** THE TASK **
Copy the rows below word for word, starting at the line that contains "The function MUST return, for every instance of the car license" and ending with the final row.

§

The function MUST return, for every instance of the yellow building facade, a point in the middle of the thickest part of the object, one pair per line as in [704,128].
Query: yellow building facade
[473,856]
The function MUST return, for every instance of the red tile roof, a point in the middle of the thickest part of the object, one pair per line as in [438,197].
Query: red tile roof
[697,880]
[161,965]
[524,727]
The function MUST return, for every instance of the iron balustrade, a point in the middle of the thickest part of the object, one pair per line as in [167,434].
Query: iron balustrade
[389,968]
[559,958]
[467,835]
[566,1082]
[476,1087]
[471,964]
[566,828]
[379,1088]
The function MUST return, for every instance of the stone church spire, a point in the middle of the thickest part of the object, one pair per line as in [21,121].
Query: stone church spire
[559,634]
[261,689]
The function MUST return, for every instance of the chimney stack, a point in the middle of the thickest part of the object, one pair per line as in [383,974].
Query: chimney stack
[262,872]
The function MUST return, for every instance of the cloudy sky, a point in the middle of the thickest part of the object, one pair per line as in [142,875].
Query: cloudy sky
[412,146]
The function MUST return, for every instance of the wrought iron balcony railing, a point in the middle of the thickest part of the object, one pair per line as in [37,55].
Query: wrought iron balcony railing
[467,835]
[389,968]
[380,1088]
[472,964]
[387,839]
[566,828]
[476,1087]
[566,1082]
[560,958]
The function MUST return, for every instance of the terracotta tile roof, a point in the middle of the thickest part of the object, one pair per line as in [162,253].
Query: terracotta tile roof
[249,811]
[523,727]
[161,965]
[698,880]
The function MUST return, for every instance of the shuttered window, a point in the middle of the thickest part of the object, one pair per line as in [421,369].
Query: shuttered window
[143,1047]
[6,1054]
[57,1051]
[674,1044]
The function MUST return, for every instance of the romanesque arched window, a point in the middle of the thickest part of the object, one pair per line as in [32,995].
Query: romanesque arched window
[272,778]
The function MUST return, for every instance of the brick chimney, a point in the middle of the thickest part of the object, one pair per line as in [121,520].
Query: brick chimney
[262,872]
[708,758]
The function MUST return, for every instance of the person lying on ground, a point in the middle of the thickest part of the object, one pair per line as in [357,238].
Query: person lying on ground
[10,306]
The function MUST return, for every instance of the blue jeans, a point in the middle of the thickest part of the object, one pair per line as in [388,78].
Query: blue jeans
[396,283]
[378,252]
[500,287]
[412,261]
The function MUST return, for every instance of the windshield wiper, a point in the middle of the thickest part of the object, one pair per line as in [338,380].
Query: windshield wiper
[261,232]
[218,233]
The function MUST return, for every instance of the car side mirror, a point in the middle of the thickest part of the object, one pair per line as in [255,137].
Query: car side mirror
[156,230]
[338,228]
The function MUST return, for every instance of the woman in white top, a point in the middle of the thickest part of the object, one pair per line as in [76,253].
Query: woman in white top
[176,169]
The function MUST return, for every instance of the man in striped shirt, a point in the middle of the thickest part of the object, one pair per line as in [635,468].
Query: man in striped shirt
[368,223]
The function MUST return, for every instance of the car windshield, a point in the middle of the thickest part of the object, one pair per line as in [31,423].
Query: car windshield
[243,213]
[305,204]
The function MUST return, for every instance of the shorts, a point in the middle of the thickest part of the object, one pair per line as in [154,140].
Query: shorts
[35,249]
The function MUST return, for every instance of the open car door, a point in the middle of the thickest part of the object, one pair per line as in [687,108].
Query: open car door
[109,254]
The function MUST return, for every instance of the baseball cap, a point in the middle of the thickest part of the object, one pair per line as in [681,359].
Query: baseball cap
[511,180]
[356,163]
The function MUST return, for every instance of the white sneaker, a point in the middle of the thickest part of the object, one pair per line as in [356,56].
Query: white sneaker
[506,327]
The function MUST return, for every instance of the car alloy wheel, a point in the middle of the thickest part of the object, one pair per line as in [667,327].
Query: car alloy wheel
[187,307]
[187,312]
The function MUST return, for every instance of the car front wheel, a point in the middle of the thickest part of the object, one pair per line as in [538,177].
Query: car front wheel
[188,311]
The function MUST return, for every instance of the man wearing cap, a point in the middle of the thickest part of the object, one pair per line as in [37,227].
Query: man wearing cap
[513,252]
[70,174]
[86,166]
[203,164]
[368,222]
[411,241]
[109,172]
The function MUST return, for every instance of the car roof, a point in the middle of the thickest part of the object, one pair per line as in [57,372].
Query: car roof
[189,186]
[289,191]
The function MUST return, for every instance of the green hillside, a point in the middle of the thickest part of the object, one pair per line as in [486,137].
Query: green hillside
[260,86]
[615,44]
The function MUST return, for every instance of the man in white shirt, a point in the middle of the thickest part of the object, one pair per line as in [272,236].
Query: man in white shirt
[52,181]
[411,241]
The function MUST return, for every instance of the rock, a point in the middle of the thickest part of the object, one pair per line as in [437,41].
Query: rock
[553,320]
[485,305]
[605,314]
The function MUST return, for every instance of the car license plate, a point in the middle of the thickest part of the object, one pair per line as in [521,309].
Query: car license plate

§

** TASK ANSWER **
The function MUST return, for every instance of the car license plate, a point in the middle of the thickest part of the object, one pair per line as in [521,309].
Query: car license plate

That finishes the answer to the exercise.